Tuesday, November 22

Positively Disheveled

I am still suffering from post-match hangover. I didn’t drink beer to celebrate Barcelona’s victory or anything like that. I just spent every free minute since Sunday morning gorging myself on players’ and coaches’ interviews, photos, and analyses of the game. Funny how one can willingly give in to a useless obsession to the detriment of one’s sanity. I guess that’s why they call it an addiction.

I’ve got a raging headache now from trying to get some sleep. Don’t you just hate it when you just want to unplug your mind and you can’t? No one can accuse me of having a sluggish imagination. I can be thinking of football in one minute and then jump to my grocery list then on to the possibly evil creature lurking outside my bedroom window all in one second. Even when I am asleep my imagination won’t leave me alone. I get nightmares for ordinary dreams. You don’t even want to know what I see when I am having real nightmares. I’m not talking about run-of-the-mill-gosh-I-am-naked-in-front-of-the-class kind of dreams. On an ordinary night I get stabbed in the head with a pencil by a bunch of giggling girly girls (an effing Mongol pencil! WHY?!?). And that’s already benign in my book. In another dream I was in an empty bus with an old man and the Pope. Quiet, but the Pope was John Paul II. I knew he was dead. I tried to get off the bus but the door led to another bus then another then another. I zigzagged my way from buses to buses the whole time desperately trying to punch in my monthly travel pass in each one and shake the Pope off my tail. It’s curious because I had exactly the same dream almost 6 months ago but instead of him trailing me, I followed him and the old man out of the bus through a postcard sized door and into a tunnel.

Material supplied:
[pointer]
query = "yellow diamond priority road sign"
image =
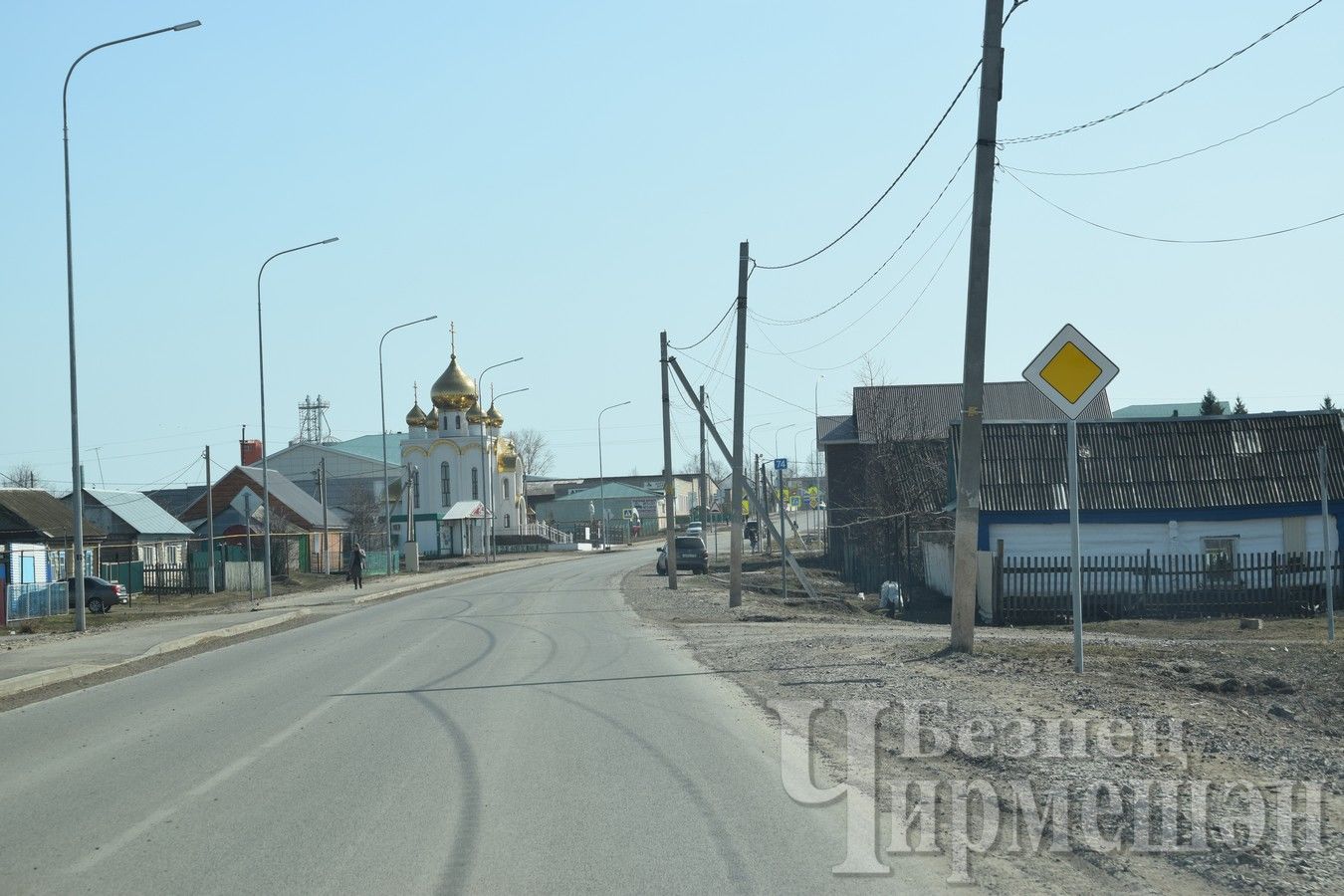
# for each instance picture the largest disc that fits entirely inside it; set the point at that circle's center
(1070, 371)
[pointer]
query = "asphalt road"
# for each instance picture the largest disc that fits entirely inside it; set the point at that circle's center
(517, 734)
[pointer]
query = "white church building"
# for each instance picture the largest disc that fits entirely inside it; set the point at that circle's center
(465, 479)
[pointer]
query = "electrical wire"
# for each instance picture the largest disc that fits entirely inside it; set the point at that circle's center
(952, 220)
(683, 348)
(1014, 4)
(1185, 154)
(899, 322)
(1164, 239)
(1050, 134)
(755, 388)
(893, 185)
(772, 322)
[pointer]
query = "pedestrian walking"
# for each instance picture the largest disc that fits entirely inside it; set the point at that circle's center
(356, 565)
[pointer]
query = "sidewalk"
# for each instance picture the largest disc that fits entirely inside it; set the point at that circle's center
(37, 661)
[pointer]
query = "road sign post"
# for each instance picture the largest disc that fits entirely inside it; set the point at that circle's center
(1070, 371)
(782, 464)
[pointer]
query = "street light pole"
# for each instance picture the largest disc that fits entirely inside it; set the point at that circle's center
(601, 476)
(261, 371)
(76, 479)
(490, 469)
(382, 406)
(486, 484)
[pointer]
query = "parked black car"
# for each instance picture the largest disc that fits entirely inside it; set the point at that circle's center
(691, 555)
(100, 594)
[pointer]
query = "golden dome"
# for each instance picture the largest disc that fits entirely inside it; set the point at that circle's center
(454, 389)
(475, 414)
(415, 416)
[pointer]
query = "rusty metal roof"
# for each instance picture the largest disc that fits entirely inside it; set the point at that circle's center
(39, 515)
(1201, 462)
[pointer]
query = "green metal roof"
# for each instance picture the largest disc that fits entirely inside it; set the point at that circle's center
(613, 491)
(1187, 408)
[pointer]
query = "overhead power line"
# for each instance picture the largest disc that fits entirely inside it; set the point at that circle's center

To do: In the blog post, what kind of pencil does the writer get stabbed in the head with on an ordinary night?

Output: A Mongol pencil.